SET OF TASKS:
**a.** Copy the passage of the Texas–Oklahoma State column from "The Longhorns are" up to and including "survive this one.".
**b.** Continue the Texas–Oklahoma State column from where it stops.

TEXT SHOWN:
+ + + + +
Column
Bohls: Texas was finally better than Oklahoma State, if barely
There were injuries, bad plays and bad decisions, but a win is a win and this one snapped OSU's four-game spell over the Longhorns.
Posted September 22nd, 2019
Story highlights
- Texas head coach Tom Herman apologized to his team and said Saturday’s contest “was not a very well-coached or very well-played game in certain spots.”
- The Longhorns took winning ugly to new heights. Or, I guess, depths. But it beat losing pretty.
- Texas escaped this one, snapping a five-home game losing streak to OSU and a four-year stretch of ineptitude in the series.
At long last, Texas can definitively and safely make a legitimate boast.
The Longhorns are better than Oklahoma State.
If barely.
As in the game ended just in time after quarterback Sam Ehlinger’s clock-killing run, and the Longhorns sprinted into their locker room at Royal-Memorial Stadium before someone ordered them back for one more play. They were overjoyed to survive this one.
Mike Gundy was pretty much beside himself afterward.
The Oklahoma State head coach lamented settling for field goals, bit his lip on the failure to score on two series inside the Texas 5 and spoke about needing more discipline on his team.
In the other locker room, Texas’ Tom Herman wasn’t exactly thrilled either. He even apologized to his team and said Saturday’s contest “was not a very well-coached or very well-played game in certain spots.”
Who in the heck won this game?
Did, in fact, anyone win the game? Or did someone just lose it?
Depending on your viewpoint, it went like this:
Texas won 36-30 with four more touchdown passes from the unflappable Ehlinger, a breakout game from tailback Keaontay Ingram and a crippled defense that saw six starters go down with injuries but still stiffened with two goal-line stands and a pair of interceptions.
Or Oklahoma State lost 36-30 because of two interceptions, the inability of Chuba Hubbard and Tylan Wallace to get free and some extremely poor coaching decisions by Gundy, especially on a fake field goal on a fourth-and-6 that resulted in an incomplete shovel pass from the holder.
+ + + + +
LISTING:
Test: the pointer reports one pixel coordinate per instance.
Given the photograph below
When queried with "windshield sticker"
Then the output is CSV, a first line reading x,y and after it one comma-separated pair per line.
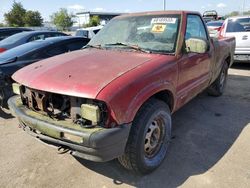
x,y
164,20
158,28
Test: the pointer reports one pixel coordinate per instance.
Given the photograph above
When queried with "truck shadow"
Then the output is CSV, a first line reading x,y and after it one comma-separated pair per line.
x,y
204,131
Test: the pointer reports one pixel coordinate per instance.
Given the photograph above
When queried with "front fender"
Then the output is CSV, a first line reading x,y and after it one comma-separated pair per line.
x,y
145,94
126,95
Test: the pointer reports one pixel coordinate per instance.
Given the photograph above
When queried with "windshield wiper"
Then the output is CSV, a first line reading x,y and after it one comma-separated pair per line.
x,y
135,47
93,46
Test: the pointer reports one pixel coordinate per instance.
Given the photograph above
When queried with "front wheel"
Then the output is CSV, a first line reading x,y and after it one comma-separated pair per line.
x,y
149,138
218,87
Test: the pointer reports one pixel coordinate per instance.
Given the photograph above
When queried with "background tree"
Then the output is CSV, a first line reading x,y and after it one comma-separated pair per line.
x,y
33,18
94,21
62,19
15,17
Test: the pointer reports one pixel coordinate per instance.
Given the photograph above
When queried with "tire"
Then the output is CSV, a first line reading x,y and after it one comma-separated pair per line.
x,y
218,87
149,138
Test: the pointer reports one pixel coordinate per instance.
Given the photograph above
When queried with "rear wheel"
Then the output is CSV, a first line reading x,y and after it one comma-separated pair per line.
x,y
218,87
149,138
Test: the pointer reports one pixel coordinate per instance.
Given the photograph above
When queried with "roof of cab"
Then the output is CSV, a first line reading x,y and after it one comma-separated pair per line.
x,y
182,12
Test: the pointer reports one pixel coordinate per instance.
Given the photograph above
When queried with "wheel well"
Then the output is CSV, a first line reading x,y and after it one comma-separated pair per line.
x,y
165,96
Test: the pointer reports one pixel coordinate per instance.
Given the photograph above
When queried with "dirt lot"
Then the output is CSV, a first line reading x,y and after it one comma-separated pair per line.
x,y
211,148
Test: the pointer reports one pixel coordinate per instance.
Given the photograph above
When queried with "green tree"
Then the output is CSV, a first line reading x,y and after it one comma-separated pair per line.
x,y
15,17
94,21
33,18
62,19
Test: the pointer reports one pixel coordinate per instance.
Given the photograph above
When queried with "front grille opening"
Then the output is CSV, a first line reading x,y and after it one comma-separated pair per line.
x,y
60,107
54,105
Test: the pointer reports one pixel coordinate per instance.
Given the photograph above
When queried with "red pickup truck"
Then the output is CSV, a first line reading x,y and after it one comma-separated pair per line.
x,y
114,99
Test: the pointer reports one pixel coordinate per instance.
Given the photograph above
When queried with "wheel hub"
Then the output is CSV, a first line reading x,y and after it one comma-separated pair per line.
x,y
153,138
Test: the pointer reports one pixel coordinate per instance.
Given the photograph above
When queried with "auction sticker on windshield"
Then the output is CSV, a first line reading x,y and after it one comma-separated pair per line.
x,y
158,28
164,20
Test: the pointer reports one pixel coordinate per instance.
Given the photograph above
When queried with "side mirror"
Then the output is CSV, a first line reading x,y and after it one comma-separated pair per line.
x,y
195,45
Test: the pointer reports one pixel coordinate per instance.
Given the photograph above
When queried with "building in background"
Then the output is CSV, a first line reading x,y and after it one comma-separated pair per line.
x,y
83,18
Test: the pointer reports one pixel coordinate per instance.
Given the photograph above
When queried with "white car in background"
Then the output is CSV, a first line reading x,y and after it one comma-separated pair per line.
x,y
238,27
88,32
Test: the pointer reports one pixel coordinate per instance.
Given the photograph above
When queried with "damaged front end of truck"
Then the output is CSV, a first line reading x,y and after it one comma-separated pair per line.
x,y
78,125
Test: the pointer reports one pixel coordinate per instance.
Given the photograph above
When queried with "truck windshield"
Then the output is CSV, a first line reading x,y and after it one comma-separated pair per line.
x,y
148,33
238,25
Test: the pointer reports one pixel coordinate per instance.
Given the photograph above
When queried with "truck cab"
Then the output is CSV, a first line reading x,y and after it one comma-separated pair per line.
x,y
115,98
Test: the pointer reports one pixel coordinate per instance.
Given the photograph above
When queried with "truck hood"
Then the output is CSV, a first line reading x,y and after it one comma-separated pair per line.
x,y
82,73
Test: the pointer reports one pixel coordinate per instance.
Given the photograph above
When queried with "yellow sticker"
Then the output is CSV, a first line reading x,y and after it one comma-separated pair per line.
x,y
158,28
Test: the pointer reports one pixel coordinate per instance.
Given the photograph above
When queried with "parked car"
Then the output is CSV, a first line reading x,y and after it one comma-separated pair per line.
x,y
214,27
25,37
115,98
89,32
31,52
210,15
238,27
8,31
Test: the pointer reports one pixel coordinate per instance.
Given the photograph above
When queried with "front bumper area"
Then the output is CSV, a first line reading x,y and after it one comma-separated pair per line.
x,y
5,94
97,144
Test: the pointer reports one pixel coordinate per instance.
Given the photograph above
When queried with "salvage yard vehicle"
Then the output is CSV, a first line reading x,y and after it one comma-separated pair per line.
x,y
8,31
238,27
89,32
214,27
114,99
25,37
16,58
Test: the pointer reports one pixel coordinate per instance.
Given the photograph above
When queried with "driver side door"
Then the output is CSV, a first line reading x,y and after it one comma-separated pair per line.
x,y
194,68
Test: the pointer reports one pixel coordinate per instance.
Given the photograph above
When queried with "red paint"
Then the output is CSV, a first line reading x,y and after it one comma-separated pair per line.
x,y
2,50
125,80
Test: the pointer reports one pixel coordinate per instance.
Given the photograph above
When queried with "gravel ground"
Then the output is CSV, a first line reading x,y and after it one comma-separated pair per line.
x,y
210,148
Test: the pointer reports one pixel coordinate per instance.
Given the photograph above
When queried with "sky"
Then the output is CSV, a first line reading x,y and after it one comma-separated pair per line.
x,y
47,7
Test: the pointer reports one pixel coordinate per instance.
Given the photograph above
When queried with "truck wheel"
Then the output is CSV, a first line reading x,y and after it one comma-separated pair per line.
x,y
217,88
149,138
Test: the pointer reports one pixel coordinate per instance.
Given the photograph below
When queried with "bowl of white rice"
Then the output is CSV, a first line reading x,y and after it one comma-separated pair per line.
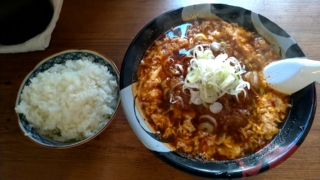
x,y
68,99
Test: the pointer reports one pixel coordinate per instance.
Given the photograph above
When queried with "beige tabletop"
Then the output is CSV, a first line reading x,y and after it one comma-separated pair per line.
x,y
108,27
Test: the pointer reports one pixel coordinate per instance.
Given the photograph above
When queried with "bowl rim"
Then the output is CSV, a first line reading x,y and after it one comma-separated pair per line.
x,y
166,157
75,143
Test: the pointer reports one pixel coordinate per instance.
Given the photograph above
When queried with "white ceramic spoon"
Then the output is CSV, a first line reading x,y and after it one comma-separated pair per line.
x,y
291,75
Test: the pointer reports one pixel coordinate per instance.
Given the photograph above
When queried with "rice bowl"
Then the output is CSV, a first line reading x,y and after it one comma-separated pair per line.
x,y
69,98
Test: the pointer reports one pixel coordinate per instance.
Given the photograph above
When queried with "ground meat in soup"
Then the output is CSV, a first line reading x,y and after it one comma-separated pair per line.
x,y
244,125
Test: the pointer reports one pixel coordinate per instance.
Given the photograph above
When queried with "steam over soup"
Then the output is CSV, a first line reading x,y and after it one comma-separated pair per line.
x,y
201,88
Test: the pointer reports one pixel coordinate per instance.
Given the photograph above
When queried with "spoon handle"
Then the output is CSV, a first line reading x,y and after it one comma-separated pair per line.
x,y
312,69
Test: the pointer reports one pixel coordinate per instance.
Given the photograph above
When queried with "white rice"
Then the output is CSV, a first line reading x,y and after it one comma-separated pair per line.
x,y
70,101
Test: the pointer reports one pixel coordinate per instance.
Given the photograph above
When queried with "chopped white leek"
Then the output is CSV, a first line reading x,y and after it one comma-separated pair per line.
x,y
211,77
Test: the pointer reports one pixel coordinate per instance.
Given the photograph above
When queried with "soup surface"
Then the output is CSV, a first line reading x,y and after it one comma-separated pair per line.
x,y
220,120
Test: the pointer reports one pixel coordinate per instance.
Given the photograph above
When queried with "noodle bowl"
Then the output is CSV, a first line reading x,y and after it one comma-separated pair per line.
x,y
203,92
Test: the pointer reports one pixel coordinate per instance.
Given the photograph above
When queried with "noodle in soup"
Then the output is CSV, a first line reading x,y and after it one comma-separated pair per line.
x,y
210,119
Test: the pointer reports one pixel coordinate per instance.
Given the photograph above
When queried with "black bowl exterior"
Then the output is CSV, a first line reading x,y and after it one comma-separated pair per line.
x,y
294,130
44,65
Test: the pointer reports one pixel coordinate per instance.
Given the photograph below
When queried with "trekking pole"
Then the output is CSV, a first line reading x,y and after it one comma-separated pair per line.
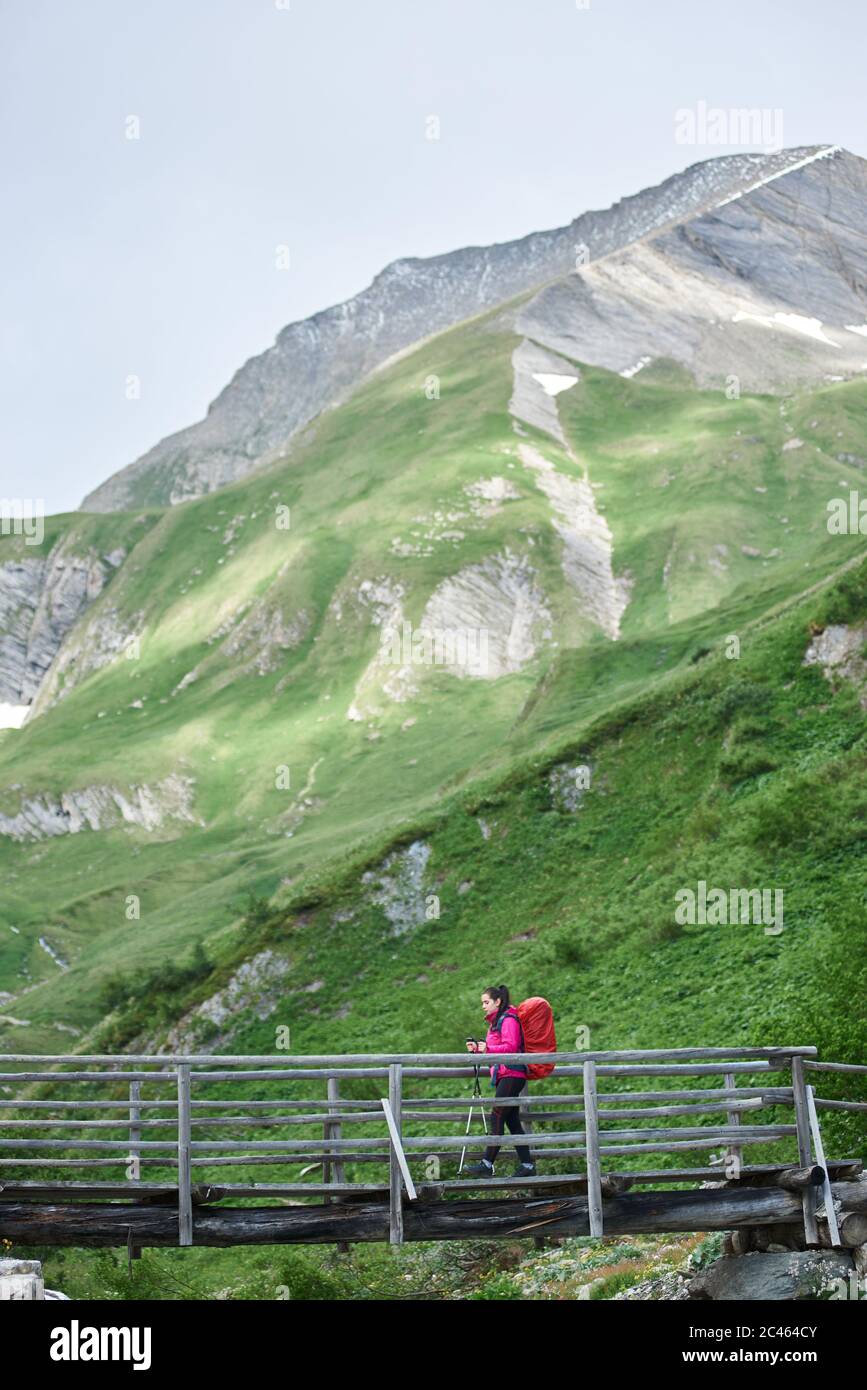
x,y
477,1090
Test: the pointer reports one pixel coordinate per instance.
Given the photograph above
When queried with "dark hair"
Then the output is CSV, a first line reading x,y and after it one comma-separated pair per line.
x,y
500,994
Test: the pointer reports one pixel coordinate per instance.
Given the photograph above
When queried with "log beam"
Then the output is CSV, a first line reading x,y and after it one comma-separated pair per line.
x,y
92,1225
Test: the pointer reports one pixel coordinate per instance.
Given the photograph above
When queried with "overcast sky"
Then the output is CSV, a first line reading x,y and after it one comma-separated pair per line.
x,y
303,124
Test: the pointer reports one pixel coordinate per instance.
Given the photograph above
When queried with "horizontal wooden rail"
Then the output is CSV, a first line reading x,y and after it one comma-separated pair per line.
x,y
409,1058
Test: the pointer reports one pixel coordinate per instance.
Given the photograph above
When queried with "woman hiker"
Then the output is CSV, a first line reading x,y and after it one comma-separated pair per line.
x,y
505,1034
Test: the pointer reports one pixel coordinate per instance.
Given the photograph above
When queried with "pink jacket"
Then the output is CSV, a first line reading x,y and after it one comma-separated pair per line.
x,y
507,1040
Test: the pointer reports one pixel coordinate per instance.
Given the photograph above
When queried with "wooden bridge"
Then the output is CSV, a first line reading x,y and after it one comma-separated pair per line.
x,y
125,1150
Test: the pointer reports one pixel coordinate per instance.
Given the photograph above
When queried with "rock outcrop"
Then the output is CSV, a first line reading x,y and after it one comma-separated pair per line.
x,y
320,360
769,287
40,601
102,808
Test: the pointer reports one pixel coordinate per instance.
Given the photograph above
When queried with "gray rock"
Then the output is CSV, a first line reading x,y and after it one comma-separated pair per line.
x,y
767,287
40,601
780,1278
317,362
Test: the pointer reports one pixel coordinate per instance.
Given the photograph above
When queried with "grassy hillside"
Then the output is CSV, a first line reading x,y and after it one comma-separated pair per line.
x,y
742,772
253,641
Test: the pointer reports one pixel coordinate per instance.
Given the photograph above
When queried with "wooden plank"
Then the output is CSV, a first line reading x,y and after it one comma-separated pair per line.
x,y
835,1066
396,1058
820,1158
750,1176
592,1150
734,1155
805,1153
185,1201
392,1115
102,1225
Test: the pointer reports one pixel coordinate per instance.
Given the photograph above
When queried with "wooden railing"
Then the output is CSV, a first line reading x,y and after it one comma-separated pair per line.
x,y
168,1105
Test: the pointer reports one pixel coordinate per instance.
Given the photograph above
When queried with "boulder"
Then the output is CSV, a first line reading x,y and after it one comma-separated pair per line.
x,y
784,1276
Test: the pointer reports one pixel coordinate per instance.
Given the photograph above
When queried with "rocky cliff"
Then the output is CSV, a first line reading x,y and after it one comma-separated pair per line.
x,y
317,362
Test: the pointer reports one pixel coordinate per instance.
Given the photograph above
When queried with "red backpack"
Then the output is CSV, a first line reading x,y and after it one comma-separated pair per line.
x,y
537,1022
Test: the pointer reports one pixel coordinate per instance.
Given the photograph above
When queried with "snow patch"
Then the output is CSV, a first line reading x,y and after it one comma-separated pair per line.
+ + + + +
RESULTS OF THE TASKS:
**a.**
The Longhorns are better than Oklahoma State.
If barely.
As in the game ended just in time after quarterback Sam Ehlinger’s clock-killing run, and the Longhorns sprinted into their locker room at Royal-Memorial Stadium before someone ordered them back for one more play. They were overjoyed to survive this one.

**b.**
Take your pick.
“He apologized to us,” Texas linebacker Joseph Ossai said of Herman. “But we’ve got his back, and he has our back.”
Herman’s just happy he walked out with a 3-1 record and 1-0 conference mark after a game with more swings than an elementary school playground.
At times, however, these two couldn’t play worse.
In what he said was “an ill-advised call but the right decision,” Herman went for it on a fourth-and-3 instead of opting for a safer 45-yard field goal attempt and got a run stuffed. He labeled the punt return game as “embarrassing,” noting that both Jake Smith and Brandon Jones fumbled punts that led to OSU touchdowns. Texas had several critical penalties as well.
But Gundy tried that ill-fated fake field goal on a fourth-and-6 that might have been better tried before the delay of game that scotched the fourth-and-1. And he beat his head against a wall and gave the talented Hubbard — a recruit that Alabama coveted — the ball a staggering 37 times even though he never ran longer than 13 yards and averaged but 3.3 yards a carry, his 121 yards notwithstanding. And he should have force-fed Wallace, a Biletnikoff Award finalist last year, instead of getting him the ball just five times for 83 yards, only twice in the second half for 17 yards.
It was that kind of night, both a battle of attrition and a war of what-ifs from two of the most talented teams in the Big 12.
There was a lot of good that came out of this game.
Texas escaped, snapping a five-home game losing streak to OSU and a four-year stretch of overall ineptitude in the series.
Ehlinger showed he’s mortal with his first interception of the year (on a tipped pass) but had his third four-touchdown passing game of the season.
Even without the injured Collin Johnson again, four Longhorns receivers caught touchdowns, including tight end Cade Brewer on a nifty flea-flicker play that was installed this week.
And assuming his best cornerback Jalen Green recovers from his dislocated shoulder and safety Caden Sterns rebounds from a knee injury, the pass defense could be, well, passable.
“It was a nail-biter at the end,” UT tackle Sam Cosmi said. “It felt so good that that streak is done.”
Oklahoma State (3-1, 0-1) is damn good. It will be no easy out for any team and, with more help on defense, could still make the same run at a Big 12 title that Texas, too, is aiming for. The Cowboys have one of the most elusive and slippery quarterbacks in college football in electric redshirt freshman Spencer Sanders and two of the best weapons in the game.
But survival was the key in this emotional see-saw affair that had three lead changes and an outcome ultimately settled by a Texas recovery of an onside kick and Ehlinger’s 29-yard run to salt away the clock.
Until then, the outcome was up for grabs.
“They’re a really, really, really good team,” a relieved Ingram said of the Cowboys. “That offense is serious.”
Takes one to know one.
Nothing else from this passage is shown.